Available data »
BEGIN

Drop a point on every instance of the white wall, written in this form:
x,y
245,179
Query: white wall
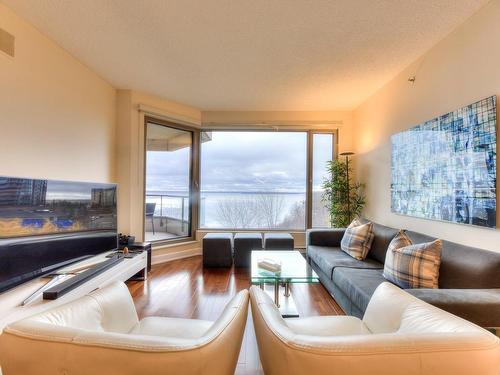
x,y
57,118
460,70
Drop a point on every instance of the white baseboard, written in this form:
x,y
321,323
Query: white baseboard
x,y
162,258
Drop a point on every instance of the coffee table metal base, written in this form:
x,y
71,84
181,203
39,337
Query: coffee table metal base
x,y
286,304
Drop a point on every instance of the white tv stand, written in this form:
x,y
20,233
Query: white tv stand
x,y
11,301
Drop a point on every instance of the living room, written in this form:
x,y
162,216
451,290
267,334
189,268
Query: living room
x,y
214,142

END
BEGIN

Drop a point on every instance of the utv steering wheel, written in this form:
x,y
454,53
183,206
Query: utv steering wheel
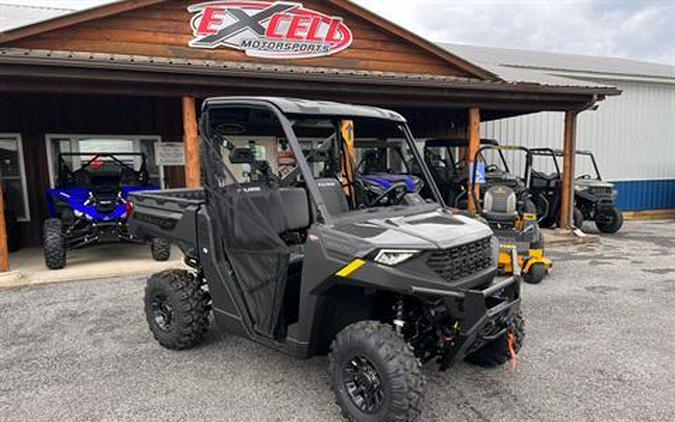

END
BEGIN

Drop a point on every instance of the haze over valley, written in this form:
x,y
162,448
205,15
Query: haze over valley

END

Work order » In the listing above, how many lines hold the word "wheel"? Give the number and nothing more.

Answer to this exercise » 2